Work task
Set down the data below in full and exactly, minus the pictures.

Given entries

_ _ _

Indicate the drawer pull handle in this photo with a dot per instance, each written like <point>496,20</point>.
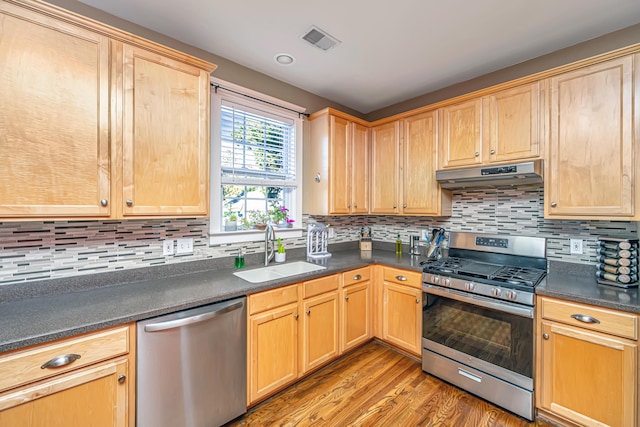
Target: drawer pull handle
<point>59,361</point>
<point>584,318</point>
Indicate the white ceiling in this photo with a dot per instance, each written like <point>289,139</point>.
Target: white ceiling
<point>391,50</point>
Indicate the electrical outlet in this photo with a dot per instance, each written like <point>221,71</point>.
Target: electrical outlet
<point>167,247</point>
<point>185,246</point>
<point>575,246</point>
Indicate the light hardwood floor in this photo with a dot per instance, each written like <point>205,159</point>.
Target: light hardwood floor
<point>376,386</point>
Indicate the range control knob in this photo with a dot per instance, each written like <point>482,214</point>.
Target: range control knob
<point>512,295</point>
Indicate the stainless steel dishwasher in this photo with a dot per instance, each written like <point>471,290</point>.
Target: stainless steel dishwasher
<point>191,366</point>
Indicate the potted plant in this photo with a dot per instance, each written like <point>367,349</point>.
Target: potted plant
<point>259,219</point>
<point>281,254</point>
<point>230,221</point>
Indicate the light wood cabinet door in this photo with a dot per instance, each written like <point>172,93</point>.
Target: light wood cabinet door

_ _ _

Expected answer
Indicate the drawer pull handle in this photo with a dot per instance, each written like <point>496,20</point>.
Target: drawer pull handle
<point>59,361</point>
<point>584,318</point>
Indicate the white ceiling in this photo with a dot per instance, each written like <point>289,139</point>.
Target: white ceiling
<point>391,50</point>
Indicate the electrical outlet in this photo with a dot per instance, each written like <point>221,71</point>.
Target: electrical outlet
<point>167,247</point>
<point>185,246</point>
<point>575,246</point>
Indicate the light hardwood floor in this photo with a dot per instance, each written like <point>205,159</point>.
Target: light hardwood floor
<point>376,386</point>
Indicate the range control knob in this photo with a dot per instance, each written like <point>482,214</point>.
Target: range control knob
<point>512,295</point>
Indicate the stainless steel dishwasher in this photo with a dot per instance, each written like <point>471,290</point>.
Target: stainless steel dishwasher
<point>191,366</point>
Indicate the potted plant in this photo with a dot per instance, each written like <point>367,349</point>.
Target: potted plant
<point>259,219</point>
<point>281,254</point>
<point>230,221</point>
Indicate the light wood cabinet door in this photo with a dot per instance, each written like <point>172,93</point>.
Target: light wood cabinet door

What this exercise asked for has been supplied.